TASK INSTRUCTIONS:
**1.** Decide whether each statement below agrees with the article on strings.xml escape rules. Answer yes or no and quote the deciding words from the article. (a) Wrapping a value in double quotes trims its leading and trailing whitespace. (b) Apostrophes are named as the most common cause of failure. (c) The AAPT error message usually makes the cause of a failure obvious.
**2.** Resume the article on strings.xml escape rules after its final sentence and write what comes next.

TEXT EXCERPT:
+++
The escape rules that actually bite
Most builds that fail because of strings.xml fail for the same handful of reasons,
and almost none of them are obvious from the AAPT error message. The compiler will tell you
something like Apostrophe not preceded by \ with a line number, but if your file
has been processed by a translation tool that re-encoded smart quotes, or if your string was
machine-pasted from a Google Sheet, the error points at one symptom of a deeper formatting
problem. Here's what actually causes the failures, in roughly the order I see them.
Apostrophes
The most common one. Don't tap here won't build. Android needs
Don\'t tap here, or alternatively the whole value wrapped in double quotes:
"Don't tap here". The quote-wrap form is sometimes preferable because it survives
a round-trip through a translator's CAT tool without being mangled, but it has a side effect:
it preserves leading and trailing whitespace, which the unquoted form trims. If you have a
string that's supposed to start with a space (rare but real, think prefixes like
" mins"), you want the quote wrap. Otherwise the backslash escape is fine.
+++
LISTED RECORDS:
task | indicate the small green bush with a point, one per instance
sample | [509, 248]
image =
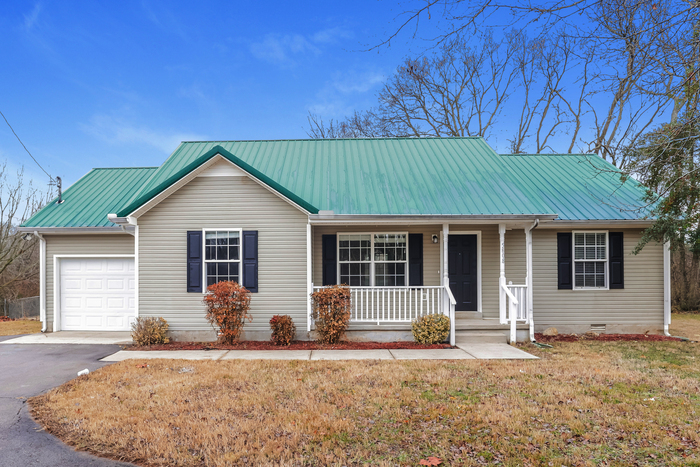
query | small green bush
+++
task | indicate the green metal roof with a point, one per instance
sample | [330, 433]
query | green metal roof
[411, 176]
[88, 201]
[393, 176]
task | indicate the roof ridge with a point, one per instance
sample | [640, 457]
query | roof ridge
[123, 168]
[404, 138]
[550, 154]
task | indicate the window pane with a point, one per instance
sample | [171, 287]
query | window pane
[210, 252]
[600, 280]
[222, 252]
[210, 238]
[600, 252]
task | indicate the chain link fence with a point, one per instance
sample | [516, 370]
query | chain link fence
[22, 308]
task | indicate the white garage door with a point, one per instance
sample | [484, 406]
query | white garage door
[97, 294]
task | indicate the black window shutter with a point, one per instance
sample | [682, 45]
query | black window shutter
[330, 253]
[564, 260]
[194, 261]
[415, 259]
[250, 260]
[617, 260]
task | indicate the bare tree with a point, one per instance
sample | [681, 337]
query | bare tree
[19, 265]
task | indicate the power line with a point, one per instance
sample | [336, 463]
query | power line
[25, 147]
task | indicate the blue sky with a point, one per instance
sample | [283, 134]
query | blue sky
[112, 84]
+++
PER-TASK OUTPUTS:
**1.**
(a) No: "it preserves leading and trailing whitespace, which the unquoted form trims"
(b) Yes: "The most common one."
(c) No: "almost none of them are obvious from the AAPT error message"

**2.**
Smart quotes are a separate trap. If your copy comes back from a copywriter as
Don't tap here with a curly apostrophe (U+2019), AAPT won't complain at all,
because U+2019 isn't the XML apostrophe. The build succeeds; the string just looks slightly
off on the device. That's fine for most contexts, but if you're then trying to find-and-
replace later you'll miss the curly variant. The tool above normalizes curly to straight on
input so you don't have to think about it.
The @ and ? prefix trap
Android treats a value starting with @ as a resource reference, so
@user mentioned you will be parsed as a reference to a (probably non-existent)
resource named user mentioned you and fail. Same with ?, which
gets parsed as a theme attribute reference. The fix is to escape only the first character,
\@user mentioned you, not every @ in the string. The same string
with the at-sign in the middle is fine: contact us @ support needs no escape.
The tool only escapes the leading character.
Format args, positional vs. not
If a string has exactly one format specifier, you can use the C-style shorthand:
Welcome, %s or You have %d unread messages. With more than one,
Android requires the positional form: %1$s gave you %2$d coins. The reason is
translation order. German might want the count first: %2$d Münzen kommen von
%1$s. The positional notation lets translators reorder. Non-positional with multiple
args will compile, but at runtime in some locales you'll get crashes or wrong output.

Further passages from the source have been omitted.